DIRECTIONS |
Your task is to copy the data exactly while leaving out every picture.

INFORMATION PROVIDED |
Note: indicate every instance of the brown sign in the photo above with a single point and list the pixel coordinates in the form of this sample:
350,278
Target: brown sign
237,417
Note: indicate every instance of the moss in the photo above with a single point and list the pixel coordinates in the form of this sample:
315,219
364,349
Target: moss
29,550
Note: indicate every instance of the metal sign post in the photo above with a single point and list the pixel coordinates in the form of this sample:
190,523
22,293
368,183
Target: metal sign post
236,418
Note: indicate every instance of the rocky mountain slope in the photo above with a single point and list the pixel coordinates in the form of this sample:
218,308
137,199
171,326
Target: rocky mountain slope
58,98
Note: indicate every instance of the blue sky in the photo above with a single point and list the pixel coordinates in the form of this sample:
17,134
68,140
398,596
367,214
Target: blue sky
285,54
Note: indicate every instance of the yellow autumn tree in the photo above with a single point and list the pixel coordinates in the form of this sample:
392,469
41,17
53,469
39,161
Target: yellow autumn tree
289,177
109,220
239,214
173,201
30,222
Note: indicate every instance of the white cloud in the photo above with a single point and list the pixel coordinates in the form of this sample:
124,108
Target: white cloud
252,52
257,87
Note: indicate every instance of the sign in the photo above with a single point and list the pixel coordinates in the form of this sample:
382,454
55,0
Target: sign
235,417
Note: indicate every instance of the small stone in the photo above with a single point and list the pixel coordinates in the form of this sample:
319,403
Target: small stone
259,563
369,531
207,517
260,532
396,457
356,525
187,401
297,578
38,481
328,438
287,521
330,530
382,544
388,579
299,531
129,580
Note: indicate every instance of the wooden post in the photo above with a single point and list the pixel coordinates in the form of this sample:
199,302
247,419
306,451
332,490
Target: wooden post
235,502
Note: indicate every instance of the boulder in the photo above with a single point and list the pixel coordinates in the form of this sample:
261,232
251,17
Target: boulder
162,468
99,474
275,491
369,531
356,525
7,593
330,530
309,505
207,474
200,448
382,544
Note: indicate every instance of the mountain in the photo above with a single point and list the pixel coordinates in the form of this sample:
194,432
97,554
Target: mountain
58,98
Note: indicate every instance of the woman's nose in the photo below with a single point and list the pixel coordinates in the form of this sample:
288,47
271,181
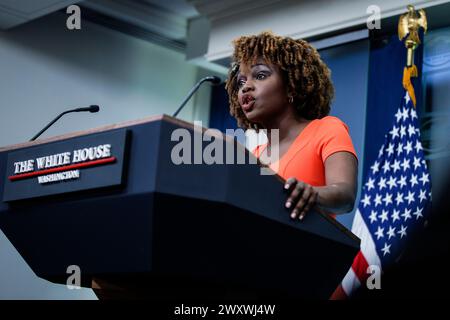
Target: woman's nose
247,87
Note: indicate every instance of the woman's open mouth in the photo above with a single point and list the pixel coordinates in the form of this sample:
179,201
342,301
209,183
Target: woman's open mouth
247,103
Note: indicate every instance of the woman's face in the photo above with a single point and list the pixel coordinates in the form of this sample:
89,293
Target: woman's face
262,92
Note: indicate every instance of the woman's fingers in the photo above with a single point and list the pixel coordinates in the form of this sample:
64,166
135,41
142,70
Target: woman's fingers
297,190
302,201
311,201
289,183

RESPONSE BOX |
Note: indicate every instance of the brown sign in the photo above with a single point and list the pixel coordinates in the form of this sample:
350,278
Target: brown sign
237,417
Note: indicate every instance of the moss in the photo above with a single point and list the pixel coordinates in the form of this sample:
315,219
364,349
Target: moss
29,550
Note: indicate every instance of the metal sign post in the photo above with a single point and list the pixel coordinates in the form of this sample:
190,523
22,293
368,183
Target: metal sign post
236,418
Note: indicate every instance of the rocky mountain slope in the photo above with a single point and list the pixel coordinates in the form of this sample:
218,308
137,199
171,326
Target: rocky mountain slope
58,98
Note: indicate every instance of the blue sky in the photo above with a single point and list the pixel coordinates in the form of this sample:
17,134
68,140
398,596
367,214
Target: blue sky
285,54
Note: indicate every instance of the yellow autumn tree in the photo above with a single point and list the pixel coordinates in the form of this sample:
392,469
41,17
53,469
39,161
Target: yellow autumn tree
289,177
109,220
239,214
173,201
30,222
Note: indicate every instance of the white cloud in the photo above with a single point and list the pixel coordinates in the form of this sample:
124,108
Target: white cloud
252,52
257,87
Note: indicate every instance of the sign in the photo above with a single point and list the pixel coordinates in the form of this sample:
382,454
55,0
Target: sign
235,417
Note: indicate every instance of the small stone in the photo above with a single point and list the pixel coordinates in the form of this sample:
319,403
Target: small stone
259,563
369,531
207,517
260,532
396,457
356,525
187,401
297,578
38,481
328,438
287,521
330,530
382,544
388,579
299,531
129,580
Note: indicate every instance of the wooden post in the photo above with a single point and list the pixel coordinates in the form of this sample:
199,302
247,419
306,451
332,490
Target: wooden post
235,502
Note: indicate every instance of the boulder in the photo above with a single point and list the pixel coordinates in the form of this sample:
261,232
251,17
Target: boulder
162,468
99,474
275,491
369,531
356,525
7,593
330,530
309,505
207,474
200,448
382,544
Note: indicate every instance of the mountain in the photo above with a single point and list the pixel coordinates in the form of this sample:
194,432
97,554
Target: mountain
58,98
Note: indicate every instance of the woman's nose in the photo below with a single point and list the pixel coordinates in the form of this sample:
288,47
271,181
Target: woman's nose
247,87
Note: indicate every instance of the woman's open mouth in the photo above with a single point and list the pixel coordinates in the form of this sample:
179,201
342,301
209,183
Target: woman's open mouth
247,103
Note: indicate every instance of the woman's face in the photo above with a single point and list the pixel coordinates in the form of this sample:
89,293
Target: woman's face
262,92
Note: indicate every instance of the woman's fingers in the photo above with a single point and list the pixel coordinates in the form of this sample:
64,166
135,41
142,70
Target: woman's fingers
297,190
302,201
311,201
289,183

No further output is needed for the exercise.